* What the task requires
Reproduce all entries below verbatim. Skip the pictures.

[Stored items]
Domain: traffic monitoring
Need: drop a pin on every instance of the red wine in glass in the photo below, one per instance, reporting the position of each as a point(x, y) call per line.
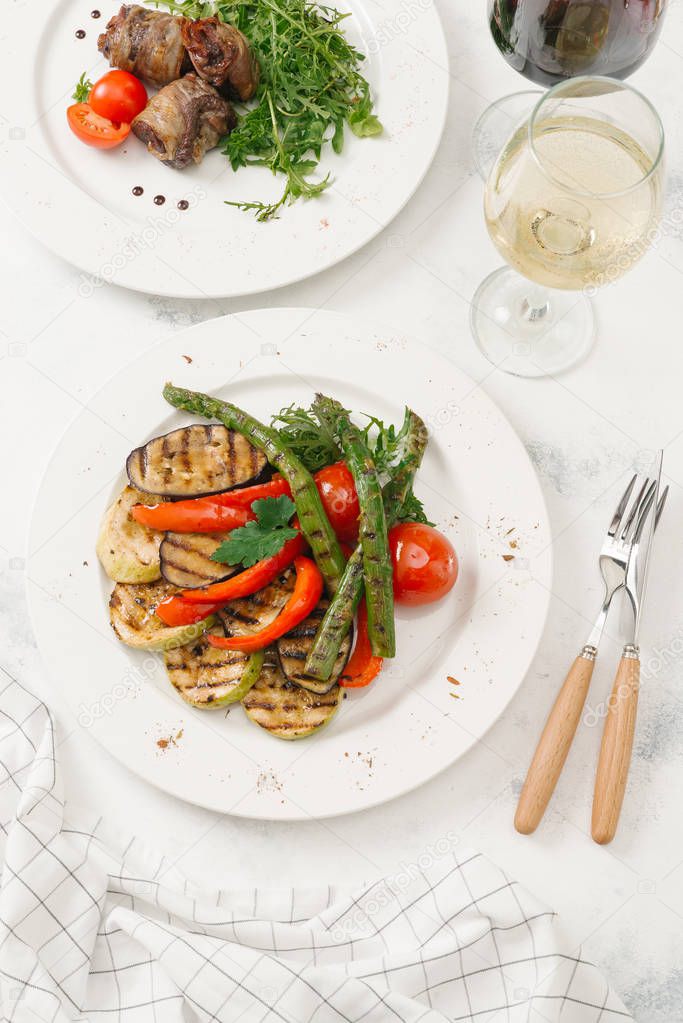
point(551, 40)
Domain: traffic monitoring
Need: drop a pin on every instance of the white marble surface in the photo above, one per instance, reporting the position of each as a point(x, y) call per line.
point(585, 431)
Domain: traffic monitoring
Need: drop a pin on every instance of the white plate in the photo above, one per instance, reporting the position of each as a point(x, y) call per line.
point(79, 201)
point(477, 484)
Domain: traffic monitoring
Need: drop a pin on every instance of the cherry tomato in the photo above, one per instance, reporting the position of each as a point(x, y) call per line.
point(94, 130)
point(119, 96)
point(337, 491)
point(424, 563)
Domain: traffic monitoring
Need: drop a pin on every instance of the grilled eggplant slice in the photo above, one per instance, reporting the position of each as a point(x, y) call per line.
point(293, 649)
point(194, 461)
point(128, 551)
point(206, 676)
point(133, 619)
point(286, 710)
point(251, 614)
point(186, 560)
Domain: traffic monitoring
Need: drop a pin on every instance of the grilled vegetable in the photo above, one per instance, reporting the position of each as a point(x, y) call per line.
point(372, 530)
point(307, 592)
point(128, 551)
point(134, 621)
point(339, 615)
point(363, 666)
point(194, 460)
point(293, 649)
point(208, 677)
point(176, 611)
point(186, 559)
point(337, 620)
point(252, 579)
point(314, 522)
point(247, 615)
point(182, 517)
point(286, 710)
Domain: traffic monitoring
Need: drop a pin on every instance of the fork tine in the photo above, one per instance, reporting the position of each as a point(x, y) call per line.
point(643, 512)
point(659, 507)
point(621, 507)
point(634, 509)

* Answer to the exercise
Domain: traffic monitoring
Need: drop a pin on every instance of the red wine in glass in the photo below, one per instance, reporting the position of each as a point(x, y) call per line.
point(551, 40)
Domain: traffic monitoring
Need: drop a pin on every instance of the white marble surface in the photo above, one per instance, reporting the position of each as a point(x, y) call per line.
point(585, 431)
Domain: traffic monitoring
Need: drop a pin on every instance of the white plate in the photo above, one per instance, reporting the position of each as a point(x, y) call per line.
point(79, 201)
point(477, 484)
Domain: traffic monitoring
Need: drop a pin on every instance of the cherry tomato in the photo above, one per instance, reporting the position of each as a point(x, y) call per line.
point(94, 130)
point(119, 96)
point(337, 491)
point(424, 563)
Domain: traffic monitoring
Need: drop a pin on every instance of the grilled eggplant slice in the photo above, one per instance, reporting the position of each as a point(x, y) call per line.
point(293, 649)
point(194, 461)
point(128, 551)
point(206, 676)
point(133, 619)
point(286, 710)
point(251, 614)
point(186, 560)
Domain: traffic monitoring
Need: drop a pin on every instance of the grilled vegetable in the photo above, one per instance, reporting the position of each as a point(x, y) call per line.
point(372, 530)
point(307, 592)
point(128, 551)
point(134, 621)
point(339, 615)
point(363, 666)
point(194, 460)
point(293, 649)
point(208, 677)
point(176, 611)
point(186, 559)
point(337, 620)
point(252, 579)
point(314, 522)
point(247, 615)
point(182, 517)
point(286, 710)
Domain: traffic monitoring
Need: drop a pin on every instance of the fork tine in the photo above, one per instance, reporting the position of each as a point(x, y) call per line.
point(643, 512)
point(659, 507)
point(621, 507)
point(634, 509)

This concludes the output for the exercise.